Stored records
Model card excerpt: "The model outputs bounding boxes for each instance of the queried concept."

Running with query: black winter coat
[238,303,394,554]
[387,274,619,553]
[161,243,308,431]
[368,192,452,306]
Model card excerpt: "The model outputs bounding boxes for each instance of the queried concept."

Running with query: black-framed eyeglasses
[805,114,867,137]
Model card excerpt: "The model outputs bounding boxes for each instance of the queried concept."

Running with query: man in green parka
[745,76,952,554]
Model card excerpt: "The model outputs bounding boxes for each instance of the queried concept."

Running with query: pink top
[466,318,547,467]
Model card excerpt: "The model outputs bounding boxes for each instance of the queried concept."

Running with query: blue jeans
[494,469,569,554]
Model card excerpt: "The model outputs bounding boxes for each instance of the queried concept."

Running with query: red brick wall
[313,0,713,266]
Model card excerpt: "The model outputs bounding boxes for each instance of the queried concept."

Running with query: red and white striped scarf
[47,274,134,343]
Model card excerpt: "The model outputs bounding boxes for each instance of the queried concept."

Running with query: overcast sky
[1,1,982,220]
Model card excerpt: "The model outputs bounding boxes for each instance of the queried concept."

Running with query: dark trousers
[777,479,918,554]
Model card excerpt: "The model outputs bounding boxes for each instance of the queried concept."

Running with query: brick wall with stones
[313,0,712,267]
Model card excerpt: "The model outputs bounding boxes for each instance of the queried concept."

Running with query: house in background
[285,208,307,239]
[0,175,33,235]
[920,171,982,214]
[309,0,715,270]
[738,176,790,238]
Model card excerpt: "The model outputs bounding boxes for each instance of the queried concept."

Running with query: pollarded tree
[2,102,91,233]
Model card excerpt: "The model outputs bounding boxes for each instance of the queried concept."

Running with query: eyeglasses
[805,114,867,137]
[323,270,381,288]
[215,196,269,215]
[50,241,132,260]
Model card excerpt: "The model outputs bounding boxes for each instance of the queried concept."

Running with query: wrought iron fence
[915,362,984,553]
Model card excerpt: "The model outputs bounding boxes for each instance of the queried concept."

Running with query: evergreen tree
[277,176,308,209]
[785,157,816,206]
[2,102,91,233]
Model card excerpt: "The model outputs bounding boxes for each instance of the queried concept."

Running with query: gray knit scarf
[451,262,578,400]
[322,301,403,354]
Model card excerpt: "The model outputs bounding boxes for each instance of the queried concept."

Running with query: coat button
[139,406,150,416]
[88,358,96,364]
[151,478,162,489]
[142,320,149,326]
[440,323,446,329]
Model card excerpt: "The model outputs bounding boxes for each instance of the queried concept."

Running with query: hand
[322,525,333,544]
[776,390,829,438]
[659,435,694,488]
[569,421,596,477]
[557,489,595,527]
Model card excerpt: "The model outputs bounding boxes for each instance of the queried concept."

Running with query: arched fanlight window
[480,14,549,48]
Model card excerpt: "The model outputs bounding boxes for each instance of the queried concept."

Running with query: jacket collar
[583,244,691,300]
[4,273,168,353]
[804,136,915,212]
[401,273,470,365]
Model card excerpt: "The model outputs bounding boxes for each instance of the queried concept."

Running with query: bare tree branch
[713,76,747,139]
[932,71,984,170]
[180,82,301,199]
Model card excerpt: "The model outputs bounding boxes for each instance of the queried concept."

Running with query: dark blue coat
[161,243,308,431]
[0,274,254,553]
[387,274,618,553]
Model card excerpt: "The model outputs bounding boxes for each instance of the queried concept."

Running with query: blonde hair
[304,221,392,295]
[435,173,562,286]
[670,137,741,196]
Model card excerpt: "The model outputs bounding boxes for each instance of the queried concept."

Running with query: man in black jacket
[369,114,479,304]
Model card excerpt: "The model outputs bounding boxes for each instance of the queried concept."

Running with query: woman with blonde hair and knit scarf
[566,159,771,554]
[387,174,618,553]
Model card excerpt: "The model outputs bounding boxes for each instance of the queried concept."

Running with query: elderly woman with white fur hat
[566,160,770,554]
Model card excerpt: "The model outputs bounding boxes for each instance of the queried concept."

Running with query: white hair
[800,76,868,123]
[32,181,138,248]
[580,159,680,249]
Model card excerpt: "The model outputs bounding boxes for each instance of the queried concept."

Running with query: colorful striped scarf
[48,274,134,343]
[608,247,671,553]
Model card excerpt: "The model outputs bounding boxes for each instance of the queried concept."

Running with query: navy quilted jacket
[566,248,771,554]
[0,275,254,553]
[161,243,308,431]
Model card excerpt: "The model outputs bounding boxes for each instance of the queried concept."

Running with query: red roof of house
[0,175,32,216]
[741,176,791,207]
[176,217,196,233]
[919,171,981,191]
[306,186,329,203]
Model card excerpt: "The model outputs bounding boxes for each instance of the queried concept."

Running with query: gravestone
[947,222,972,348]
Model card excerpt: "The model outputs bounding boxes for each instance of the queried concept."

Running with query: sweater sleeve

### WHAT YOU WILL DO
Exact copies of every record above are required.

### SOLUTION TO THE PROBLEM
Model card excerpt: "The model outputs bounding boxes for each instance of the queried concept."

Running with query: black winter coat
[238,303,394,554]
[387,274,619,553]
[161,243,308,431]
[368,192,452,306]
Model card excerpt: "The model outputs bounding boxes for each instance of the queried concept."

Running with query: black-framed eyeglasses
[805,114,867,137]
Model card excerpt: "The model outputs bounding boxes for each instance of the queried concept."

Running with query: man in green parka
[745,76,952,554]
Model card excerpt: "The model outputs bounding boxes for each instance of the queried concept."

Running with query: pink top
[466,318,547,467]
Model card excerpt: "The model outputs bounding boxes for each instance of the queried concept."

Running with query: blue jeans
[494,469,569,554]
Model card excerpt: "The model outputs bounding boxes for each instance of the queried concept."

Running with query: red brick wall
[313,0,713,266]
Model card excerpt: "The model outputs bounding boxes for each instance of the queried concept."

Running with query: red and white striped scarf
[47,274,134,343]
Model card excerpt: "The model outputs bounding boxes for each instance of the queried concept."

Running with query: overcast sky
[1,1,982,220]
Model card excerpt: "The model outputs bounding boxes for each instance of the queried concept."

Running with query: dark trousers
[777,479,918,554]
Model card excerpt: "The model outputs bounding boxes for each instance of the queried concept."

Running with query: brick wall with stones
[313,0,712,267]
Model card excerpt: "The model outputs bounding boxes for each instance of the queried concept."

Running with query: house in background
[285,208,307,239]
[0,175,33,235]
[920,171,982,214]
[309,0,715,270]
[738,176,790,238]
Model card excerpt: "The model outputs bounding boxes for each instance of the queried concept."

Running with query: pollarded tree
[2,102,91,233]
Model card excerpt: "The model outputs bounding boxes for each instance of the queried concept."

Running with query: eyeglasses
[805,114,867,137]
[323,270,381,288]
[215,196,269,215]
[50,241,132,260]
Model card excerpt: "The model outputs bounding boxes for each instance of the queried concept."

Running with query: wrought iron fence
[915,362,984,553]
Model card excerpt: "The model outputs bounding boxes for each instance of the queried concept."

Running with query: evergreen tree
[277,176,308,209]
[785,157,816,206]
[2,102,91,233]
Model card excerpt: "The model outputs bounding boxes for each instance of the queried concept."

Running with query: gray knit scarf
[451,262,578,400]
[322,301,403,354]
Model card excerpt: "The model outputs bounding boxes for each instance of the queried concept."

Running with query: coat button
[139,406,150,416]
[88,358,96,364]
[151,478,162,489]
[142,320,149,326]
[440,323,446,329]
Model card excerpt: "The model outputs bounding boxes for each instance of the queried concept."

Running with query: hand
[322,525,333,544]
[776,390,829,438]
[659,435,694,488]
[569,421,596,477]
[557,489,595,527]
Model card excerpt: "The model outputs bounding boxes for each instance of the queried concept."

Running with query: arched fanlight window
[480,14,549,48]
Model card excerpt: "The model outputs bounding boxes for each instance of the queried concept."

Running with query: jacket collar
[583,244,691,300]
[4,273,168,353]
[804,136,915,212]
[401,273,470,365]
Model card excerpt: "The model outputs bounding boxes for each instance of the queried concept."

Running with query: bare tree branch
[713,76,747,139]
[932,71,984,170]
[180,82,301,199]
Model card excerpt: "The model outputs bounding boxes for each instance of the queried concept."

Running with query: dark blue coat
[161,243,308,431]
[0,274,254,553]
[387,274,618,553]
Model card excerpt: "The model outputs bounding boxes for each instance of the queried concept."

Running with query: blonde hair
[304,221,392,295]
[435,173,562,286]
[670,137,741,196]
Model card excerpt: "The model outputs bounding boxes for each instance of the queried concept."

Running with query: man in black jacket
[369,114,479,304]
Model card excerpt: "The model outputs bounding boxes for each instance of the queried concept."

Running with query: woman with blonde hair and knit scarf
[566,159,771,554]
[387,174,618,553]
Model card excerpt: "The model outputs bounding boxes for each instance of the queried concept."

Running with query: elderly woman with white fur hat
[566,160,770,554]
Model card excerpt: "The model outputs bounding boxes for each instance of the queried concept."

Running with query: white hair
[800,76,868,123]
[32,181,138,248]
[580,159,680,249]
Model card excerpt: "The model outputs bounding boxes for each instance of the queried concept."

Running with query: colorful striped scarf
[48,274,134,343]
[608,247,671,553]
Model card excerpt: "The model outputs bounding boxes for each instance of the queried concept."

Running with query: navy quilted jacket
[566,248,771,554]
[0,275,254,553]
[161,243,308,431]
Model card excerpt: "The model outputs bounding boxes for each instance of the queried concept."

Running with query: red roof of house
[0,175,32,216]
[741,176,791,207]
[176,217,196,233]
[919,171,981,191]
[306,186,329,203]
Model card excerpt: "The model outputs bounding boxes for each instance of the queried concept."

Running with query: gravestone
[947,222,972,348]
Model card excerpt: "The model outputs bounding boxes for each instance of the queried concept."

Running with query: sweater sleeve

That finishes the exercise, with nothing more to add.